What you hand back must match the records word for word, with no pictures.

◆ **Recorded information**
--------------------------------

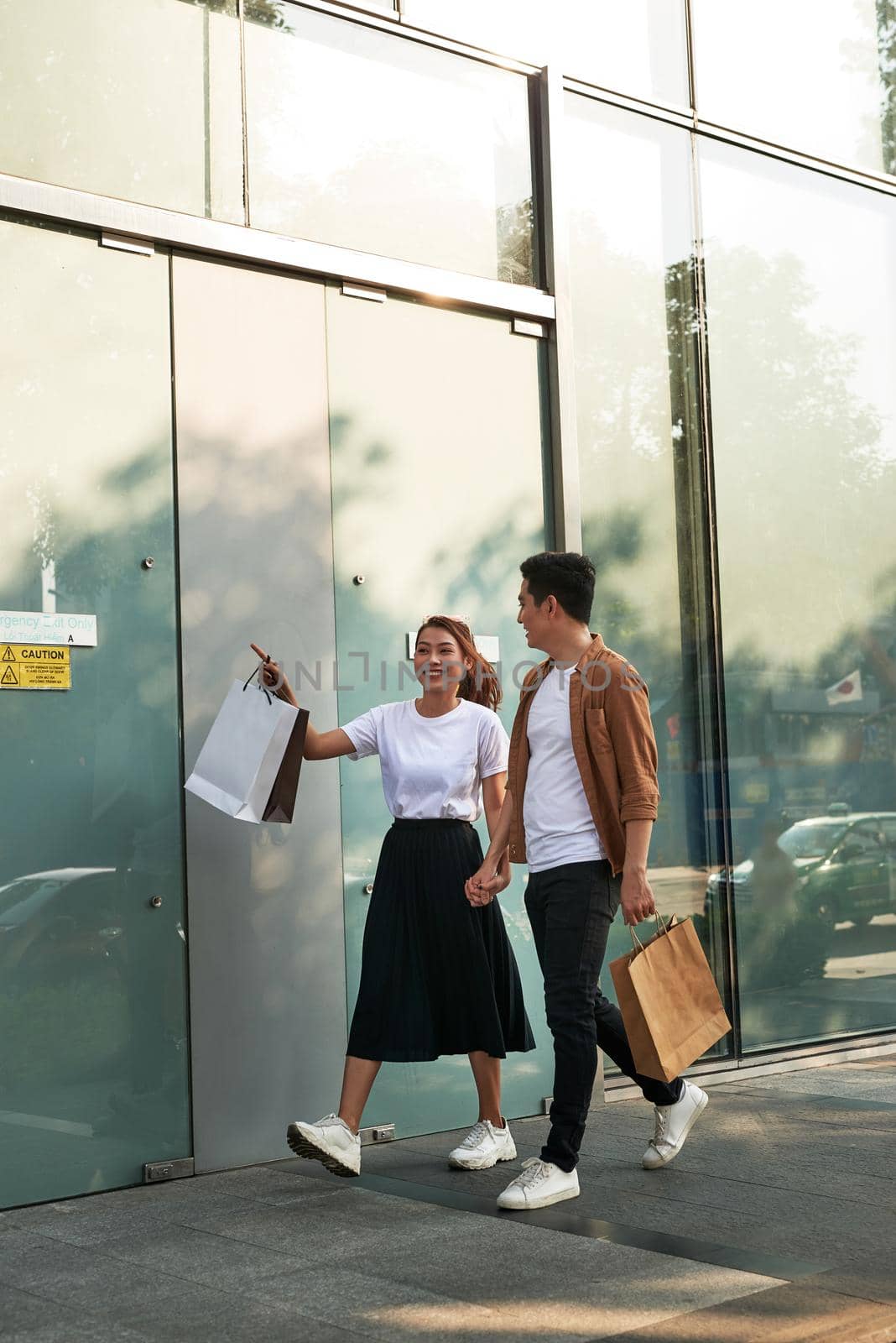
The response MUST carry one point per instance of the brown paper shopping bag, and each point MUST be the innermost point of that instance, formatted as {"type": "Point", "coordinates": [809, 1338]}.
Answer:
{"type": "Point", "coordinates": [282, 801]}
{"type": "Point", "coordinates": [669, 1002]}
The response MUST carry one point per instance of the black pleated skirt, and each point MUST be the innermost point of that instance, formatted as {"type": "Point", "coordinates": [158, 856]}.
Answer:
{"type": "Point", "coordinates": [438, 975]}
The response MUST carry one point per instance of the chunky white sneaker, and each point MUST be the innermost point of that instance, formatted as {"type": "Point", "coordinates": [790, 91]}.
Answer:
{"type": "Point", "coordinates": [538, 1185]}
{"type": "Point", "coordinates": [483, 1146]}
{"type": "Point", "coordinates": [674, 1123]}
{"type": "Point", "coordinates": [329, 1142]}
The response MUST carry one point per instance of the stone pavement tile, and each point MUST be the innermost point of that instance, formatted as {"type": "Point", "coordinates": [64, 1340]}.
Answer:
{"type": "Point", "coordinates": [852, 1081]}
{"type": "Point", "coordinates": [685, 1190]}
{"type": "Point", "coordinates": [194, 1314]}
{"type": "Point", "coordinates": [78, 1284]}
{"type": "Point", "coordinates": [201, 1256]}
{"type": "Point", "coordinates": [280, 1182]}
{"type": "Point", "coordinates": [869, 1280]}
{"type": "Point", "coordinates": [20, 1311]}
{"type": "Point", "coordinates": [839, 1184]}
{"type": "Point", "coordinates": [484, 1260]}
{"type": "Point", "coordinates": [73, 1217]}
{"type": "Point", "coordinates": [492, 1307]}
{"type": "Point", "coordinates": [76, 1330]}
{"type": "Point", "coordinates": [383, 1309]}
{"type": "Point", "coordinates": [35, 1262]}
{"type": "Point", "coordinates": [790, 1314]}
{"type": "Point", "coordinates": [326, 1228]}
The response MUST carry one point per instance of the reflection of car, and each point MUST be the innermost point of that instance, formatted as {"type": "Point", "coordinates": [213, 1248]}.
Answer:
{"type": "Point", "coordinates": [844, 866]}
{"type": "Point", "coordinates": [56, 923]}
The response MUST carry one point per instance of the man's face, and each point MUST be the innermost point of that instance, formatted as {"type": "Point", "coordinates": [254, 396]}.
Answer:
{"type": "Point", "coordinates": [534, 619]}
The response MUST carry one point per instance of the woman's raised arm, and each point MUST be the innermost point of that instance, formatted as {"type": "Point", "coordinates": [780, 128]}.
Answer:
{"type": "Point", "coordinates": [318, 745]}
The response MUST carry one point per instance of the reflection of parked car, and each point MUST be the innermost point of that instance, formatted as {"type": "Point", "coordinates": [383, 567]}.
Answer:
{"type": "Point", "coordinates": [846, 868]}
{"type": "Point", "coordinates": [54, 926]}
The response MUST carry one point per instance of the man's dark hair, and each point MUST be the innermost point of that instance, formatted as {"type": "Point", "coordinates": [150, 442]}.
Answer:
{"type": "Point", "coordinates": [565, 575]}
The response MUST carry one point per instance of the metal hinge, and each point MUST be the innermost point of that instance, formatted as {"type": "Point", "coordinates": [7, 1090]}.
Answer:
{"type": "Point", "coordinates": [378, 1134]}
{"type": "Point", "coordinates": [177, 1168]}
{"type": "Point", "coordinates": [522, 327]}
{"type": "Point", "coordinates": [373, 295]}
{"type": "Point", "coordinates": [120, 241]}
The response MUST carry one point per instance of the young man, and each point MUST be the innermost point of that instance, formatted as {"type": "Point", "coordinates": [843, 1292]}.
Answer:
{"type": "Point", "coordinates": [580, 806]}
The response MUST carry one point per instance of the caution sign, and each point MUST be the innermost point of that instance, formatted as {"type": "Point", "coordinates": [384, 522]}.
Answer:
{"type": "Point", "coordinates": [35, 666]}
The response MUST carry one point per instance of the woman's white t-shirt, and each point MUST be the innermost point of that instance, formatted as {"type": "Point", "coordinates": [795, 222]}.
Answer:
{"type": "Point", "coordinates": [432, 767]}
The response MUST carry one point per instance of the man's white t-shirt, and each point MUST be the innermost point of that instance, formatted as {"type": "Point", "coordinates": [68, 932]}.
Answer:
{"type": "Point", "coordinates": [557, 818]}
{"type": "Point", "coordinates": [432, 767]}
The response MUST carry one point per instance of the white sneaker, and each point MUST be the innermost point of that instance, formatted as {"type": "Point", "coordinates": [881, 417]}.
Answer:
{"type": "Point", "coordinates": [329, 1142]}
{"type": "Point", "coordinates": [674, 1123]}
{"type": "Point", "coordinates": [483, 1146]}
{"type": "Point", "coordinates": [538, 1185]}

--------------------------------

◆ **Task output**
The response MUST carry one point per instance of the brown paper shopping bag, and each point MUST be the innermost point of that instance, formatted as {"type": "Point", "coordinates": [809, 1338]}.
Answer:
{"type": "Point", "coordinates": [282, 801]}
{"type": "Point", "coordinates": [669, 1002]}
The response MUST carry one point per instance of the black pleated skirt, and each point MUST be the innermost point of that instance, formatted as {"type": "Point", "coordinates": [158, 856]}.
Answer:
{"type": "Point", "coordinates": [438, 975]}
The response MUST carry one point per instance of the chunky white sneaker, and each point MUST be the innermost point of that instance, formatted as {"type": "Point", "coordinates": [790, 91]}.
Answer:
{"type": "Point", "coordinates": [538, 1185]}
{"type": "Point", "coordinates": [483, 1146]}
{"type": "Point", "coordinates": [674, 1123]}
{"type": "Point", "coordinates": [329, 1142]}
The response MUST carry one point per instance of the stone pavement tile, and each point MUST be the innermost point of that instance, formatted as {"type": "Point", "coordinates": [64, 1340]}.
Answer:
{"type": "Point", "coordinates": [852, 1081]}
{"type": "Point", "coordinates": [685, 1190]}
{"type": "Point", "coordinates": [194, 1314]}
{"type": "Point", "coordinates": [78, 1284]}
{"type": "Point", "coordinates": [201, 1256]}
{"type": "Point", "coordinates": [280, 1182]}
{"type": "Point", "coordinates": [869, 1280]}
{"type": "Point", "coordinates": [20, 1311]}
{"type": "Point", "coordinates": [839, 1184]}
{"type": "Point", "coordinates": [484, 1260]}
{"type": "Point", "coordinates": [73, 1217]}
{"type": "Point", "coordinates": [492, 1307]}
{"type": "Point", "coordinates": [76, 1330]}
{"type": "Point", "coordinates": [383, 1309]}
{"type": "Point", "coordinates": [35, 1262]}
{"type": "Point", "coordinates": [790, 1314]}
{"type": "Point", "coordinates": [326, 1228]}
The response MUST carry one point per instance of the reflection of car, and each point MUST be the innermost point of that instance, formatted as {"type": "Point", "coordinates": [213, 1248]}.
Answer:
{"type": "Point", "coordinates": [844, 866]}
{"type": "Point", "coordinates": [56, 923]}
The response MUST carry one point per instance of the man's face, and each point MUST be the innermost point of that instance, formatted as {"type": "Point", "coordinates": [254, 396]}.
Answer:
{"type": "Point", "coordinates": [534, 619]}
The response MUST carry one point per instance of the woman's raised arm, and each point MUST be the innermost point of that instance, formatted as {"type": "Point", "coordinates": [780, 128]}.
Answer:
{"type": "Point", "coordinates": [318, 745]}
The response MUST carry one point per instance of the reflection of parked car, and each point MUST be the innermost point of that instance, formatted as {"type": "Point", "coordinates": [383, 567]}.
Answer:
{"type": "Point", "coordinates": [846, 868]}
{"type": "Point", "coordinates": [54, 926]}
The response MUST carry one point per instance of the man's dark hair, and each point MUST be the innermost point of that instance, formatted as {"type": "Point", "coordinates": [150, 442]}.
Answer:
{"type": "Point", "coordinates": [565, 575]}
The response MUST carry one point per instance of the metal hinge, and each point MUST be the innermost point of that instance, formatted as {"type": "Point", "coordinates": [7, 1090]}.
Answer:
{"type": "Point", "coordinates": [378, 1134]}
{"type": "Point", "coordinates": [177, 1168]}
{"type": "Point", "coordinates": [522, 327]}
{"type": "Point", "coordinates": [373, 295]}
{"type": "Point", "coordinates": [120, 241]}
The response MUST carry one point per instance of the young man, and each point MUST be the innermost point of that instance, formatted as {"type": "Point", "coordinates": [843, 1292]}.
Answer:
{"type": "Point", "coordinates": [580, 806]}
The response MUST carry one point per instance of the caution sign, and each point MUST be the innermost point of that instance, formatted as {"type": "Point", "coordinates": [384, 522]}.
Answer:
{"type": "Point", "coordinates": [35, 666]}
The response MUST carry one point per instance of the woman's white t-shirt, and each point MUST be the innermost point of that instance, formatted as {"type": "Point", "coordinates": [795, 222]}.
Answer:
{"type": "Point", "coordinates": [432, 767]}
The response MUST carry one point per instance of the man's white t-shirt, and each point MUST be the innermost point of that instance, formatted as {"type": "Point", "coordinates": [68, 932]}.
Answer:
{"type": "Point", "coordinates": [557, 818]}
{"type": "Point", "coordinates": [432, 767]}
The response MUST carry one point per instance of the white sneaker, and each point MUST be the innermost point of that instance, formatted as {"type": "Point", "coordinates": [881, 417]}.
Answer:
{"type": "Point", "coordinates": [329, 1142]}
{"type": "Point", "coordinates": [674, 1123]}
{"type": "Point", "coordinates": [483, 1146]}
{"type": "Point", "coordinates": [538, 1185]}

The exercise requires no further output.